> _SELECTED TEXT_:

──────────────────────────────

The Dungeness Crab season along the Oregon and Northern California coast is something I look forward to every year. They’re so succulent that dipping them in butter is redundant.
With this lusciousness in mind, I selected the 2004 Audrey et Christian Binner Pinot Gris for what I knew were going to be some great crabs. The crabs exceeded even my highest expectations and were perhaps the best I ever tasted (I think I say that every year), but the wine only reminded me why I buy so few Alsatian wines these days. The Binner was out-and-out sweet and was cloying with the crab. Cloying was not the flavor match I was going for – rich and concentrated yes, but cloying no. While the Binner would be outstanding with a cheese course, it was terrible with crab.
Alsatian wines used to be one of my go-to wines. They were always balanced with a firm, complex minerality No more, you’re more likely to find ripe apricot than firm mineral in the wines and the various varieties have started to lose their individuality and meld into one unctuous sameness.
The thing that bothers me most about the sweetening of Alsace is they don’t give you a hint on the label except for their ultra-rich dessert wines Vendage Tardive and Sélection de Grains Nobles. But for everything else, if they’re going to continue making wines like this (as they surely will considering the high points they get) they should start doing like the Germans do and tell us on the label how sweet they are.
The Binner is a wonderful wine and my remaining two bottles will be finding themselves bonding with some Munster instead of clashing with some crab. It would be a perfect wine if they only put a little more information on the label.

──────────────────────────────

> _TASK LIST_:
- a) Copy the stretch from "Alsatian wines used" through "one unctuous sameness." in the crab and Alsatian wine text word for word.
- b) Answer these questions from the crab and Alsatian wine text:
(i) Which wine was selected for the crabs?
(ii) Which two ultra-rich dessert wines are named as the exceptions that do hint at sweetness on the label?
(iii) What will the remaining two bottles be paired with?

──────────────────────────────

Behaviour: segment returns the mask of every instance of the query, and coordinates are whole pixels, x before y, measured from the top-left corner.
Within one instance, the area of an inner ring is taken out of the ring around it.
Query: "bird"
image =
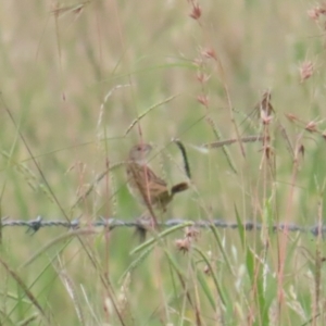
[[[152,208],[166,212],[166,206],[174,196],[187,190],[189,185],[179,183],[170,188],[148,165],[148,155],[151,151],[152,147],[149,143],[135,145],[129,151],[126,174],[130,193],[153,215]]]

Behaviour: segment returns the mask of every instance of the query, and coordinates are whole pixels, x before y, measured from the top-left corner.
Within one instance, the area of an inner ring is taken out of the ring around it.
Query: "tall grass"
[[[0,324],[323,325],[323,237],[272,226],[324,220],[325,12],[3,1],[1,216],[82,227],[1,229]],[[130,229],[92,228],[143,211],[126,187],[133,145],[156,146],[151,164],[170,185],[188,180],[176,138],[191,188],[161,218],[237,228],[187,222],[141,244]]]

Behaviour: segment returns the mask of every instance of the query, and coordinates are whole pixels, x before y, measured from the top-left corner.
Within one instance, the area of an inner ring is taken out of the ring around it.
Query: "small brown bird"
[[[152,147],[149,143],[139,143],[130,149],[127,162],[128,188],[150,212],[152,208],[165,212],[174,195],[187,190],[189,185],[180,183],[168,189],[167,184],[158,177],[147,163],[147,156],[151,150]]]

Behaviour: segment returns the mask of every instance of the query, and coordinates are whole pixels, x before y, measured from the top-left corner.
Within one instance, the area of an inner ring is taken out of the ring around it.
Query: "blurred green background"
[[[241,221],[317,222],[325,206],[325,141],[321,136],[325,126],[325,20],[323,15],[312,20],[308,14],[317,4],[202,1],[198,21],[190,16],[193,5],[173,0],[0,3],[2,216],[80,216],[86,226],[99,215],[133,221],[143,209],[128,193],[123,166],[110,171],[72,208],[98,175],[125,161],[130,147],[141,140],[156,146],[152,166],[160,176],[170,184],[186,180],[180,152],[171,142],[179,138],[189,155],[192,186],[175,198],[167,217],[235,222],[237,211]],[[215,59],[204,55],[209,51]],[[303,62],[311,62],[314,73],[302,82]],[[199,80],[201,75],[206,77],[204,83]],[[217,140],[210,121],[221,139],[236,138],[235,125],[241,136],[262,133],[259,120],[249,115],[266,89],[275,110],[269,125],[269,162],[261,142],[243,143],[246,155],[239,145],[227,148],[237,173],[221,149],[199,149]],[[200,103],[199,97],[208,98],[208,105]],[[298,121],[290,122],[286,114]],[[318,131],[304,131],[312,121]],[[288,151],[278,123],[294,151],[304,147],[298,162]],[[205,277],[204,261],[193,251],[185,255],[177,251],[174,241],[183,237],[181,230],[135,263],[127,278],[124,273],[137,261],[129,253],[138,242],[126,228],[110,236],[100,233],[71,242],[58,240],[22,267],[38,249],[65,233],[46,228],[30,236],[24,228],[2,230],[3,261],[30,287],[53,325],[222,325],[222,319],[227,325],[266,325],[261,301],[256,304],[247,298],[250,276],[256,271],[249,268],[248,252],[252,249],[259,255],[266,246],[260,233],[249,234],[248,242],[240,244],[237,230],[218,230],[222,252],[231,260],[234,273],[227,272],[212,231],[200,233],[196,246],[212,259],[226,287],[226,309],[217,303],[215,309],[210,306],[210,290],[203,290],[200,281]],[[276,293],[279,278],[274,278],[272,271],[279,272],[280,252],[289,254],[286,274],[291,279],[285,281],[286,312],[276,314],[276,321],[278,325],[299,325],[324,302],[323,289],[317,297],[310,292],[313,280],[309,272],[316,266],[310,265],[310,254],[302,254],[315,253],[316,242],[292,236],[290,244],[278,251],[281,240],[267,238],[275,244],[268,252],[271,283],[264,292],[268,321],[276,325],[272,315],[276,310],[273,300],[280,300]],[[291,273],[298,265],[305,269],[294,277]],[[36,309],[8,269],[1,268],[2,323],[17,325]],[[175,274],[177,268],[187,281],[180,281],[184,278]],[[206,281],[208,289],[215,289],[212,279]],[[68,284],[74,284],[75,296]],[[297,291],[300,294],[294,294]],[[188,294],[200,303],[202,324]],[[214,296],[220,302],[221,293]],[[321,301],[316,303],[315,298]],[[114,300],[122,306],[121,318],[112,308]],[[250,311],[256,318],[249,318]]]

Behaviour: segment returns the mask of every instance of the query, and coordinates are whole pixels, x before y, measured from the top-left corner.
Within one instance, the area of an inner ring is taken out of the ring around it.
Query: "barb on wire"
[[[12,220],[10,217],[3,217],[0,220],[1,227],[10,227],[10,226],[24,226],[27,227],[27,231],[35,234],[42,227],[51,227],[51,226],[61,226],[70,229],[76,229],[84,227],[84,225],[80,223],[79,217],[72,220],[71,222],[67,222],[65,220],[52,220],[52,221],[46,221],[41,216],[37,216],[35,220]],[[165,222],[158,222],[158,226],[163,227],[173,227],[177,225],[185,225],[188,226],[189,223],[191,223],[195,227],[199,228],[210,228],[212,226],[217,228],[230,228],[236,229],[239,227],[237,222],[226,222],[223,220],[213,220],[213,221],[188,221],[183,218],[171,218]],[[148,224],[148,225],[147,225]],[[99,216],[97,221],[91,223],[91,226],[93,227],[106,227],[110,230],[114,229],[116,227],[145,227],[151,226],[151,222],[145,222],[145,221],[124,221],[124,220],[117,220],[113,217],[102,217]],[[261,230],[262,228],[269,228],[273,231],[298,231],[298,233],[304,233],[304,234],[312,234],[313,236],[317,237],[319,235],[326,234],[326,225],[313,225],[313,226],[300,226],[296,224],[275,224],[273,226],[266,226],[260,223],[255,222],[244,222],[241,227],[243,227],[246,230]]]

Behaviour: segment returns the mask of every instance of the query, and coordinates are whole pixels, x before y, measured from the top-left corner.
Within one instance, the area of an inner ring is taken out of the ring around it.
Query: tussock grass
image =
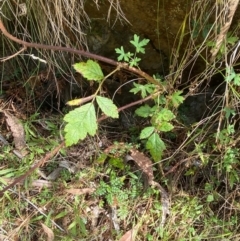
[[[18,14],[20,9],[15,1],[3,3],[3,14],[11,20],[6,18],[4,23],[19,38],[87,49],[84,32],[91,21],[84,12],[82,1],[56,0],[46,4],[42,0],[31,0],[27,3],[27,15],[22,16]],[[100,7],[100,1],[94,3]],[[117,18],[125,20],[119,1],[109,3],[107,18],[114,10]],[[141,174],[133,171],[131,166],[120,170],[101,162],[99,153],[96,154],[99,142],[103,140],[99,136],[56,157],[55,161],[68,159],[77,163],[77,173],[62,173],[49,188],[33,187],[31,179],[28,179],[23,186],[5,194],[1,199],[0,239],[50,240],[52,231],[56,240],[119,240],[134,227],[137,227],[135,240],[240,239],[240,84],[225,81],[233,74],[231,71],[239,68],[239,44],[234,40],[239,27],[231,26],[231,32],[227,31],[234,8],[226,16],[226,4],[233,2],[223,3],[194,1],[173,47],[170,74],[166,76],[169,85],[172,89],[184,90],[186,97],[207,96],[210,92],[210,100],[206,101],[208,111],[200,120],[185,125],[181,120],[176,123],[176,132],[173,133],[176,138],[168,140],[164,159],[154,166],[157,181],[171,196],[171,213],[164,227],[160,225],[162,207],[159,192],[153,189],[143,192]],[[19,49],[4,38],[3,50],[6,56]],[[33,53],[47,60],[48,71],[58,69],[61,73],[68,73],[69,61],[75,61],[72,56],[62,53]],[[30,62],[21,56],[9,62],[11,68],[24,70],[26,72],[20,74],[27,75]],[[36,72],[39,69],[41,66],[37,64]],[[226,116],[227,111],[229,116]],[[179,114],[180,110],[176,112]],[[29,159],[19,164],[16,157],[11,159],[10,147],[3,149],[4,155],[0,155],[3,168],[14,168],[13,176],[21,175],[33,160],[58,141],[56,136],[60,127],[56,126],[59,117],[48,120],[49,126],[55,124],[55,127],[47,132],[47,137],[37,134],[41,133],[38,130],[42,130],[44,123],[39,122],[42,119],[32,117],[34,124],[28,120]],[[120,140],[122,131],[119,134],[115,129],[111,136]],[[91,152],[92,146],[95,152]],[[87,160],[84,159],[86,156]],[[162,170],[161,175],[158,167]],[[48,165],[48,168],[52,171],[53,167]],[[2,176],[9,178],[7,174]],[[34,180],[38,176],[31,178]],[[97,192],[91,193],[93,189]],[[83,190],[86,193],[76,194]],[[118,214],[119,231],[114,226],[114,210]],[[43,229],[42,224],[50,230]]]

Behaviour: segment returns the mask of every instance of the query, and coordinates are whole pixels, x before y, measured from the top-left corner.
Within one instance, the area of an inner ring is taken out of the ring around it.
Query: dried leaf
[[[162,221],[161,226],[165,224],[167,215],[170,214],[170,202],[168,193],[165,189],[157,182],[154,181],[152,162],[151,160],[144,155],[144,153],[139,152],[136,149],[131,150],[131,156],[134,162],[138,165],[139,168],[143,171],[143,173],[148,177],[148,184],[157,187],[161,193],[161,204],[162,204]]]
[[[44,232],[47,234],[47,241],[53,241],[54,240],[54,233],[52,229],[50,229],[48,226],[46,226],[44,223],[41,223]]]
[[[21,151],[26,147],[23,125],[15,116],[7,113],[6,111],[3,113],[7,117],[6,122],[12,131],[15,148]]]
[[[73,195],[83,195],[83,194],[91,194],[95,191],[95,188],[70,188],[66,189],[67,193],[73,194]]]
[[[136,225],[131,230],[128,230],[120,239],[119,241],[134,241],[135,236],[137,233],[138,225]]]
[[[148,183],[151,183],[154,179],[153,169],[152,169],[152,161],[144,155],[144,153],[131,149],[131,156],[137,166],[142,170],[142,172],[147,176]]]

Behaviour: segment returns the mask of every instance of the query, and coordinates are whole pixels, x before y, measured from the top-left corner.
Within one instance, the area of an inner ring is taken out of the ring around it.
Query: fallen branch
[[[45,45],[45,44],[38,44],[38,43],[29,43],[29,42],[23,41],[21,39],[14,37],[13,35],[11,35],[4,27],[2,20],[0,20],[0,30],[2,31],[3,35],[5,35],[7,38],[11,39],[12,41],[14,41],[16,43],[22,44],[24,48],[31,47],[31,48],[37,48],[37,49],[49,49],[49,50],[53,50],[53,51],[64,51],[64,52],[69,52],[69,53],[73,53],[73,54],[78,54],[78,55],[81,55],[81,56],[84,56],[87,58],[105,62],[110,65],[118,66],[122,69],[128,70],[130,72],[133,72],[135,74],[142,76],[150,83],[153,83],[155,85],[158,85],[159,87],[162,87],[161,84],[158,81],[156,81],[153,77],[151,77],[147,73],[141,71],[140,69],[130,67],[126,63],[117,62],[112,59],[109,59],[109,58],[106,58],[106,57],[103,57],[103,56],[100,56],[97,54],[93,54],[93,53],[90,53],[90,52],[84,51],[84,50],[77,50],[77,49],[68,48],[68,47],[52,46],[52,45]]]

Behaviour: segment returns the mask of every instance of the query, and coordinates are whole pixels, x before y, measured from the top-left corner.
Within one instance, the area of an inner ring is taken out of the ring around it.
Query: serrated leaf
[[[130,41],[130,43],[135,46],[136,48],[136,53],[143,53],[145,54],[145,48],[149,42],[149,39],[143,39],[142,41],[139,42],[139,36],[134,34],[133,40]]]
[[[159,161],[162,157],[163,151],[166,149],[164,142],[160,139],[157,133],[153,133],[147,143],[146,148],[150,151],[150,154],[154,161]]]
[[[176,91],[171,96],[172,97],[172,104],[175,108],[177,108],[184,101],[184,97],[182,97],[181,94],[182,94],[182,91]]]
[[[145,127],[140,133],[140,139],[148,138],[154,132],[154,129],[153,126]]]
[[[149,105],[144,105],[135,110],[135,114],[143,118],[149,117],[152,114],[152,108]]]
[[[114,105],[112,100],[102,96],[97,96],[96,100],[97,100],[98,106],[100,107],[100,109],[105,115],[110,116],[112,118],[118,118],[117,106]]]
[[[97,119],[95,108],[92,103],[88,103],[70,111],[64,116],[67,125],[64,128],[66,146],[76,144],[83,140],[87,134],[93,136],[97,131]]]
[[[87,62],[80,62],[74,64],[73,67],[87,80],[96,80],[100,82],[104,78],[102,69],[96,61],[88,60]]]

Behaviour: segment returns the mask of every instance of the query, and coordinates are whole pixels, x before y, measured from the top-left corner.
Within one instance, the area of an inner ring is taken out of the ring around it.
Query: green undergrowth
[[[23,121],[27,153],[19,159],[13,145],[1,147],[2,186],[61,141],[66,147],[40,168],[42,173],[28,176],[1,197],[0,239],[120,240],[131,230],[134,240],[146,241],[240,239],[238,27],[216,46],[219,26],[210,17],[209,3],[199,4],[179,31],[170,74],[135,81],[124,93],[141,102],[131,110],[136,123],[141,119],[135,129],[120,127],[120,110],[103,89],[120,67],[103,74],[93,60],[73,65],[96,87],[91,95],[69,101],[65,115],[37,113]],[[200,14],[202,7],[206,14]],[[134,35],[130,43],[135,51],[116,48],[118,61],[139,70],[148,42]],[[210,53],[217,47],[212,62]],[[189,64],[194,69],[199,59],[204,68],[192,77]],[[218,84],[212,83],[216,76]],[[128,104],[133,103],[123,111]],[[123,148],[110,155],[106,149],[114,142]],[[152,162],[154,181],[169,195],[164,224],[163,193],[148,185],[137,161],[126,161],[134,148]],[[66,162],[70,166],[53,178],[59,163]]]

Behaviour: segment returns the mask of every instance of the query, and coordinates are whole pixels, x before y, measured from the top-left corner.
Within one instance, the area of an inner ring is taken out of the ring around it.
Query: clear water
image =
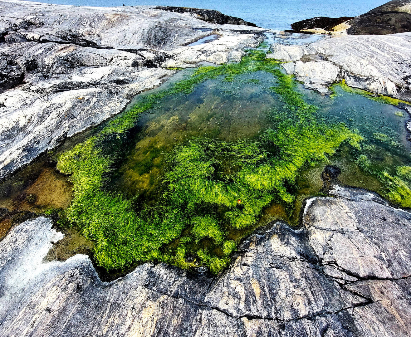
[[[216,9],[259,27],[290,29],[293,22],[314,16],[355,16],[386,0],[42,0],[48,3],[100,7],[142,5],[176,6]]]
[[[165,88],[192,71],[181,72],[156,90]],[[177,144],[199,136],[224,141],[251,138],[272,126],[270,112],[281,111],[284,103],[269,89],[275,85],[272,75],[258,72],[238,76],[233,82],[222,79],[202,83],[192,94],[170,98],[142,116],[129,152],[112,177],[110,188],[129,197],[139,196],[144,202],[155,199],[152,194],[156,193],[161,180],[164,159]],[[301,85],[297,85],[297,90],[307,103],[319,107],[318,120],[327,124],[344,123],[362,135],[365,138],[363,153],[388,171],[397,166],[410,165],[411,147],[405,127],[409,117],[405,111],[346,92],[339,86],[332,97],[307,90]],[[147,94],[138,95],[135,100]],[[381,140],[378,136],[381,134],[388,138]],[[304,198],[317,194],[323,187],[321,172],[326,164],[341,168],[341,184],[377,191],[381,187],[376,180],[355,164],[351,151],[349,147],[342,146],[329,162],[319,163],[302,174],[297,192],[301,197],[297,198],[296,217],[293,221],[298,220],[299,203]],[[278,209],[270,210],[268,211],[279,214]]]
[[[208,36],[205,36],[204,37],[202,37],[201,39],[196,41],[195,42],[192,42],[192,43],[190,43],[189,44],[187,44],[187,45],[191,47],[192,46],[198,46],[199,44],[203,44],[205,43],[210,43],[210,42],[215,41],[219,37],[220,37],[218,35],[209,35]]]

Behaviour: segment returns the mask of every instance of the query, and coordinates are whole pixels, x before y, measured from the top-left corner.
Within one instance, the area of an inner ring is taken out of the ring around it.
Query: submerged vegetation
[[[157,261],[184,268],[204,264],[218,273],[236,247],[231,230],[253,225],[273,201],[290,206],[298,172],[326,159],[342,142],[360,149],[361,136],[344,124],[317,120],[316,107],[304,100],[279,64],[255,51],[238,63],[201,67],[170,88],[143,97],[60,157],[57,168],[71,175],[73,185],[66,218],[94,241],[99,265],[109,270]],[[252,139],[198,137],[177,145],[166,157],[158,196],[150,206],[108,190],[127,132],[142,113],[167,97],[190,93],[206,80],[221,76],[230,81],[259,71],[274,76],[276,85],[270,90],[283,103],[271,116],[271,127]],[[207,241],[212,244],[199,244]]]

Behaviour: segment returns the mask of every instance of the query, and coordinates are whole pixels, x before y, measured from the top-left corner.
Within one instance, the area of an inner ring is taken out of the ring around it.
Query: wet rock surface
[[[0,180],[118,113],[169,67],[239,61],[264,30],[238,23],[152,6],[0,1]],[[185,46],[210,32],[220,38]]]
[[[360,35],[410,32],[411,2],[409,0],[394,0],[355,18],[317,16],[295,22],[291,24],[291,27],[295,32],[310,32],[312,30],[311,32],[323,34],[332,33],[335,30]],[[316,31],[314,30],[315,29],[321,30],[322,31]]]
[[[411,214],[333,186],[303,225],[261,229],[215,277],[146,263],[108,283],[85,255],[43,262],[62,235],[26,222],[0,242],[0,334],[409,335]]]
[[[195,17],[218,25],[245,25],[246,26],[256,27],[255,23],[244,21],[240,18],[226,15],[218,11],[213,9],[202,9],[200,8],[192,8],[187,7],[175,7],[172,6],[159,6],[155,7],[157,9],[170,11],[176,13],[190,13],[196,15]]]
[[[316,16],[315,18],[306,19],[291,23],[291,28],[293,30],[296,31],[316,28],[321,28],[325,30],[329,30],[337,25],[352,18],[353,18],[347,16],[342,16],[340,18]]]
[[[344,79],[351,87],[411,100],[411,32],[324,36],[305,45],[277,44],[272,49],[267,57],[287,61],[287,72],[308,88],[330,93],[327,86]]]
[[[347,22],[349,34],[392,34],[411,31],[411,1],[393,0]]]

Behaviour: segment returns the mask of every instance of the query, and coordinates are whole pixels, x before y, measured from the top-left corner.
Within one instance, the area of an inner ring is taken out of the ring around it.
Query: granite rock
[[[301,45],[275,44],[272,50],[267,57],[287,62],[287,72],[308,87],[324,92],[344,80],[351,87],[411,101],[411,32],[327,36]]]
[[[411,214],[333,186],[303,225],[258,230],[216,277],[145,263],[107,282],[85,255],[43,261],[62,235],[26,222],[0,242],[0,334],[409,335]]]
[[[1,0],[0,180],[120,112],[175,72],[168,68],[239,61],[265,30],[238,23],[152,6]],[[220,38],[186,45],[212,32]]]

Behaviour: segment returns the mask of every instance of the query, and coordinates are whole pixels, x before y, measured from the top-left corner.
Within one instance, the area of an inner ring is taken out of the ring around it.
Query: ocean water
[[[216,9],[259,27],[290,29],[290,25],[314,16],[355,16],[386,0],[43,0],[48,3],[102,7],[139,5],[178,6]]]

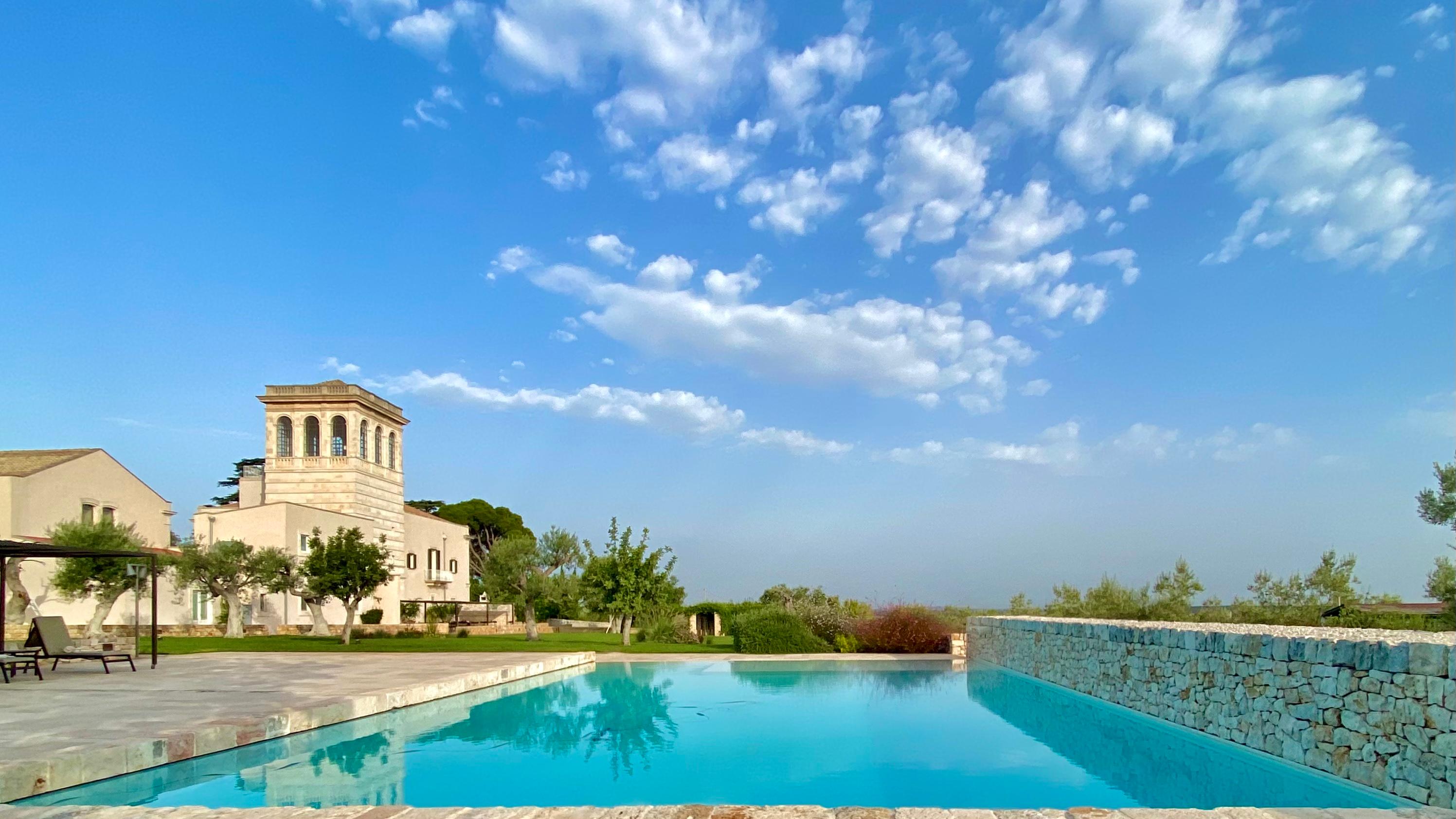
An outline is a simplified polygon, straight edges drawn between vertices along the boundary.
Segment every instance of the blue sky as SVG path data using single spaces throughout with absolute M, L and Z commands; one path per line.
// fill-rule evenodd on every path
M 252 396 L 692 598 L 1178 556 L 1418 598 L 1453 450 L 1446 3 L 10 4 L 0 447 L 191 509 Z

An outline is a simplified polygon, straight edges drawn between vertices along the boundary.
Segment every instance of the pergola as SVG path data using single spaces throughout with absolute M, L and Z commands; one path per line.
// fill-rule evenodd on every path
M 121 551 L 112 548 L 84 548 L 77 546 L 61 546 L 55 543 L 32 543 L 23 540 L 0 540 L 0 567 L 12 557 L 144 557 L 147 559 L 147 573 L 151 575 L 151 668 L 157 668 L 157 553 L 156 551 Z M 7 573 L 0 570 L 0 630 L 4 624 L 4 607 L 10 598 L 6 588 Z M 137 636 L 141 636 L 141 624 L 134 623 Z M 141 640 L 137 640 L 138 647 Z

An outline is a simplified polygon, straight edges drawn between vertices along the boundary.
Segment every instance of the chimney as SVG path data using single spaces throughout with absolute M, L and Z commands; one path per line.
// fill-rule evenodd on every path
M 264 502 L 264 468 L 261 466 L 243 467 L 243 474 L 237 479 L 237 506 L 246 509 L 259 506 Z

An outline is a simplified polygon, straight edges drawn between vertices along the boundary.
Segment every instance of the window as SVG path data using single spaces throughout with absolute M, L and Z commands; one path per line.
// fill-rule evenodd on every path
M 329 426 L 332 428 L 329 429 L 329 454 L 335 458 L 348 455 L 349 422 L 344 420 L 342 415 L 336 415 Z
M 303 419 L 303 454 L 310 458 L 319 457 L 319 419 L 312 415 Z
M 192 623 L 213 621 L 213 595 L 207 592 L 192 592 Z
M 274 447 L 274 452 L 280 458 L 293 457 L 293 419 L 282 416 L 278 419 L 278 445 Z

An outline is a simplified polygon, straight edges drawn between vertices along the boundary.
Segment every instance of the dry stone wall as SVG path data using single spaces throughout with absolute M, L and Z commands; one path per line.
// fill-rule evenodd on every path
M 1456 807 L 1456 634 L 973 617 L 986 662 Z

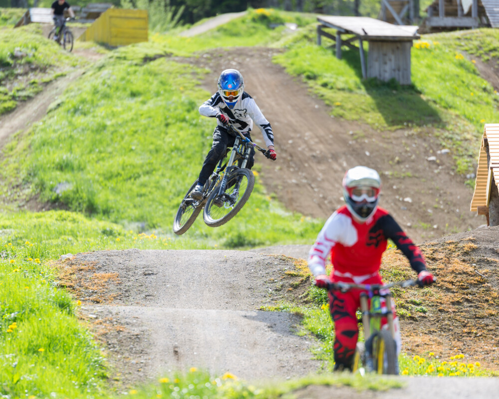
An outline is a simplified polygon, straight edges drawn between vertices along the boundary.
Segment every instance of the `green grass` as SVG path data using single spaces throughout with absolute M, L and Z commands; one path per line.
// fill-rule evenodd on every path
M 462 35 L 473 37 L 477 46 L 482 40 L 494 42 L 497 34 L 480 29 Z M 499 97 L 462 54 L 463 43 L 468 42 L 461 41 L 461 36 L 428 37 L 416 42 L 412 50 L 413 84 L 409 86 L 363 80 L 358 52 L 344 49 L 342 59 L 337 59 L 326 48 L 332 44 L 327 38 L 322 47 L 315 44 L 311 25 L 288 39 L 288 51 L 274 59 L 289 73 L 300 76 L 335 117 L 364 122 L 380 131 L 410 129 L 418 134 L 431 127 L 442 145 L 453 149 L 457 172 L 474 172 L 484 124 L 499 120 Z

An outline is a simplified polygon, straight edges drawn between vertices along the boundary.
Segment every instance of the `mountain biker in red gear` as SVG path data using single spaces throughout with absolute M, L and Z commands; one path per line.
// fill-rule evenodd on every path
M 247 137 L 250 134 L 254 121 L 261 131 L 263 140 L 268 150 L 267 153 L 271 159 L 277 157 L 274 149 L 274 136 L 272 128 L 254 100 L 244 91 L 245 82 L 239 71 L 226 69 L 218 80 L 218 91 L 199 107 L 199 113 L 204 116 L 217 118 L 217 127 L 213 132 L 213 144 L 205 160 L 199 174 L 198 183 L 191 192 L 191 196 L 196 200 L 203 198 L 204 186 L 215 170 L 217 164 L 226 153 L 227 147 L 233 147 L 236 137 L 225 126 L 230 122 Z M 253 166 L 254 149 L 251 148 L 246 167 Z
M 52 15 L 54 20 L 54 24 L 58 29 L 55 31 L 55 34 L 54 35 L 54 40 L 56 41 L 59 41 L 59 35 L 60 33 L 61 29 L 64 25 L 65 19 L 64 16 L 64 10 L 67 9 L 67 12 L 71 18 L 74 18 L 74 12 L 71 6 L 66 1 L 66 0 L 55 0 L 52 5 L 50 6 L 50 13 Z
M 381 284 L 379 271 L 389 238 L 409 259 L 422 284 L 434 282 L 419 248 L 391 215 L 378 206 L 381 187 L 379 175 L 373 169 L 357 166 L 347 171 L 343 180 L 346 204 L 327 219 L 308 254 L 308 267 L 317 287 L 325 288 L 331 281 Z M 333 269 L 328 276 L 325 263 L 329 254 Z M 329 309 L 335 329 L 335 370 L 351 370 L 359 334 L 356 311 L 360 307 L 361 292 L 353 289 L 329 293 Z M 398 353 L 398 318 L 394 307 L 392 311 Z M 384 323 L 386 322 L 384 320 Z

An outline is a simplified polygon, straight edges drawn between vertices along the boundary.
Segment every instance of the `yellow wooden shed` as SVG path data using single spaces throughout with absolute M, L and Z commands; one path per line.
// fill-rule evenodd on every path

──────────────────────────────

> _SOLUTION LIST_:
- a)
Alsatian wines used to be one of my go-to wines. They were always balanced with a firm, complex minerality No more, you’re more likely to find ripe apricot than firm mineral in the wines and the various varieties have started to lose their individuality and meld into one unctuous sameness.

- b)
(i) The 2004 Audrey et Christian Binner Pinot Gris.
(ii) Vendage Tardive and Sélection de Grains Nobles.
(iii) Some Munster.